- [Extract]
==*==
Community scorecards: addressing the maternal and newborn service related needs of the marginalized?
By Kakaire Ayub Kirunda, PIRU Officer
Caroline Namugwere (not real name) is a 27 year old disabled woman and resident of Kibuku District in Eastern Uganda. She is a single mother, having become pregnant and then abandoned by a man who refused to marry her, allegedly on the advice of his parents. Caroline received no support through her pregnancy from the father, and he remains uninvolved in their lives.
Caroline’s pregnancy experience was laden with challenges right from attending antenatal clinic appointments to delivery. She would crawl to the health centre for ANC appointments on a stony and dusty murrum road, and the situation wasn’t any different whenever she used the washroom at the health facility, which was usually filthy. Caroline would have to crawl in there.
Her pelvic examinations were usually performed on the floor as she was unable to climb onto the bed. Similarly, she would often sit on the floor as she waited to be seen by a health worker because she could not climb into the elevated seats.
“At times when I had a person to help me out I would climb and sit up like other mothers and in instances where I would fail to get a good samaritan, I would sit down on the floor and wait for my name to be read and crawl to the examination room.”
Without mentioning or knowing who should help or whose responsibility it is, during a formative interview, Caroline proposed that disabled mothers should have specific people to transport them right from their homes to health facilities.
“Then at the facility, they should make for us benches that are not raised. They can make something which we can also sit on without finding difficulty and the same should be apply to the delivery bed. It should be short such that a disabled mother can climb it even if there is no one to support her,” she says, adding: “There should also be separate toilets for disabled mothers because some of us use hands to move.”
To this, a number of questions arise: Is someone accountable for Caroline’s transport to and from the health facility? Who is responsible for ensuring that she accesses a clean washroom at a health as humanely as possible? Is someone answerable for her being examined on the floor unlike her non-disabled counterparts? Does her plight concern the community, local government, let alone the central government? Does she have a voice to air out her challenges? Does she even have a right to demand for equitable access to services?
Inquiry into the plight of the marginalised is part of what the Community Score Cards study of Makerere University School of Public Health in partnership with the Future Health Systems Research Consortium intends to explore over the coming months in Kibuku District in Eastern Uganda. Specific to the case of Caroline and other marginalised groups, such as adolescent girls who become pregnant, the following research question is being pursued: To what extent does a community scorecard process incorporate and address the maternal and newborn service related needs of marginalized populations?
In addition to addressing questions of how the CSC process might address the needs of the marginalised, the study seeks to develop a community scorecard that will include demand-side attributes so as to increase the accountability of not only the providers but also the clients, as explained in our CSC research study summary.
==*==
- [Data supplied]

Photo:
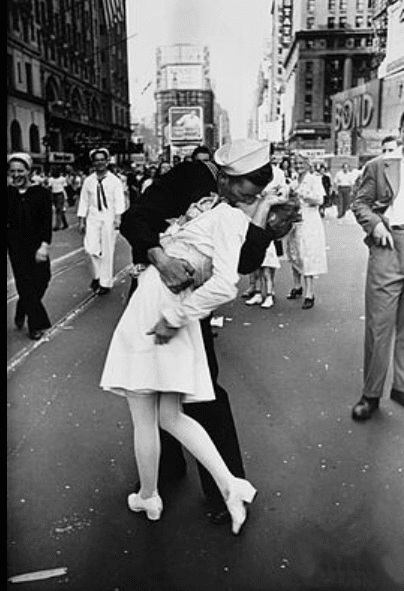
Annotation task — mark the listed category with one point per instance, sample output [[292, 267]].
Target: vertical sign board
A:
[[286, 22], [185, 124]]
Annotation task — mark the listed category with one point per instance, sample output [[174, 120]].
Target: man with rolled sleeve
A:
[[379, 208], [102, 202]]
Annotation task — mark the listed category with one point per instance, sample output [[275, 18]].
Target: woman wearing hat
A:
[[29, 234], [305, 244]]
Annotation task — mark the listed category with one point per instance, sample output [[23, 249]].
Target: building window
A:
[[310, 22], [308, 104], [311, 5], [28, 76], [10, 71], [16, 136]]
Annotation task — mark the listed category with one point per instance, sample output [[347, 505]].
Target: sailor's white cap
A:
[[242, 156], [22, 156], [99, 151]]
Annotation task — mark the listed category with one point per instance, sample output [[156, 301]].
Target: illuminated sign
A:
[[286, 22], [357, 107], [356, 112], [183, 77], [185, 123]]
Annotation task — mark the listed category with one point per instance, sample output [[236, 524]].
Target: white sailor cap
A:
[[22, 156], [99, 151], [242, 156]]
==*==
- [Task brief]
Revise the community scorecards article starting at "Her pelvic examinations" and ending at "to health facilities.", replacing "floor" with "ground" throughout that section.

- [Result]
Her pelvic examinations were usually performed on the ground as she was unable to climb onto the bed. Similarly, she would often sit on the ground as she waited to be seen by a health worker because she could not climb into the elevated seats.
“At times when I had a person to help me out I would climb and sit up like other mothers and in instances where I would fail to get a good samaritan, I would sit down on the ground and wait for my name to be read and crawl to the examination room.”
Without mentioning or knowing who should help or whose responsibility it is, during a formative interview, Caroline proposed that disabled mothers should have specific people to transport them right from their homes to health facilities.